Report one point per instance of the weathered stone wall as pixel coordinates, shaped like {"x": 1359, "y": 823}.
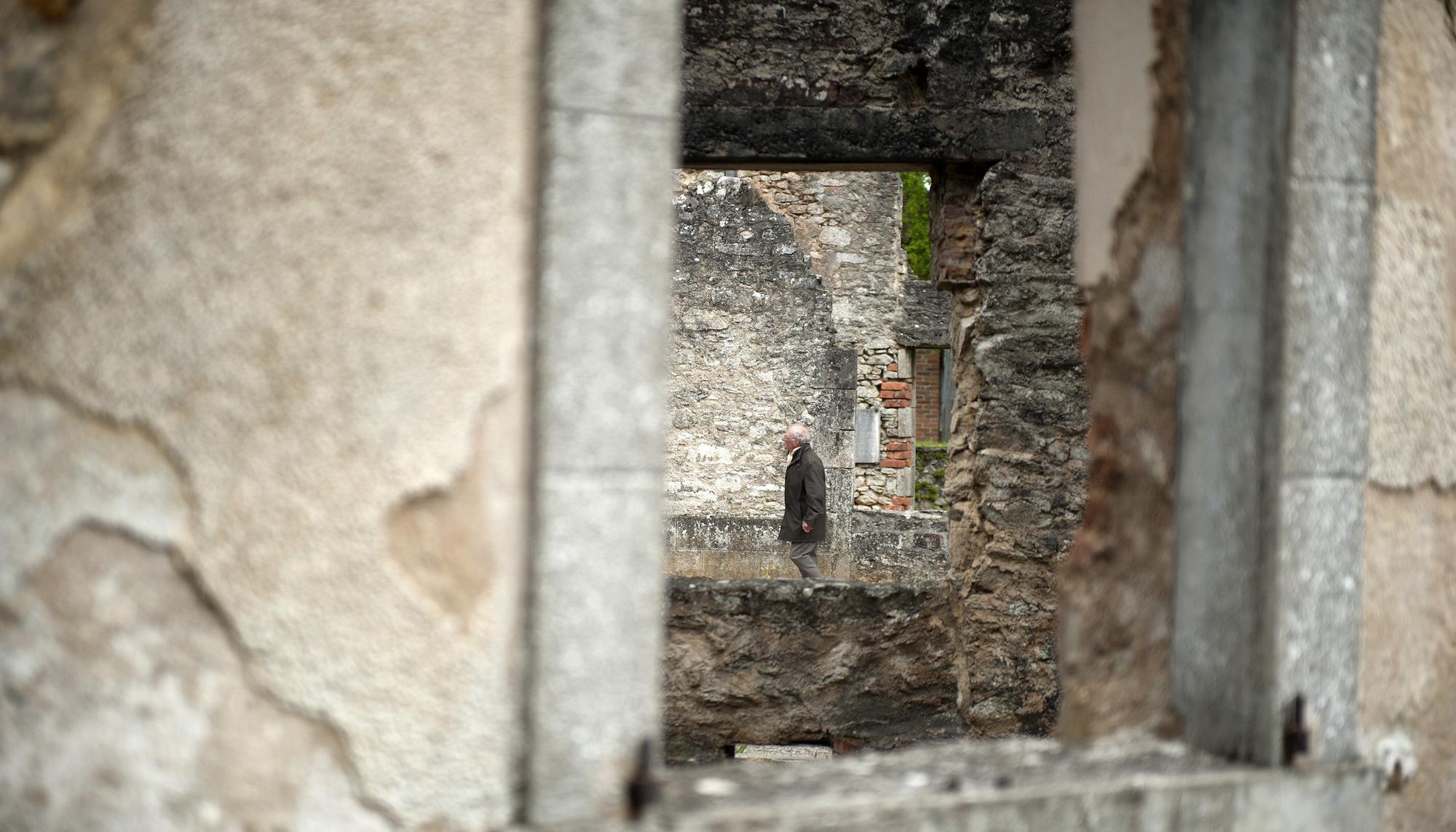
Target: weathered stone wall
{"x": 982, "y": 92}
{"x": 264, "y": 280}
{"x": 1017, "y": 456}
{"x": 1409, "y": 680}
{"x": 752, "y": 354}
{"x": 780, "y": 278}
{"x": 775, "y": 662}
{"x": 869, "y": 82}
{"x": 873, "y": 546}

☆ ☆ ☆ ☆

» REQUIREMENTS
Copy out all of the data above word for word, omitting the picture.

» ANSWER TO THE PROBLEM
Report one point per instance of the weathered stone wall as pixel coordinates, shaped like {"x": 1359, "y": 823}.
Target: weathered stone wall
{"x": 982, "y": 92}
{"x": 264, "y": 280}
{"x": 1017, "y": 456}
{"x": 1409, "y": 680}
{"x": 752, "y": 354}
{"x": 780, "y": 278}
{"x": 775, "y": 662}
{"x": 869, "y": 82}
{"x": 873, "y": 546}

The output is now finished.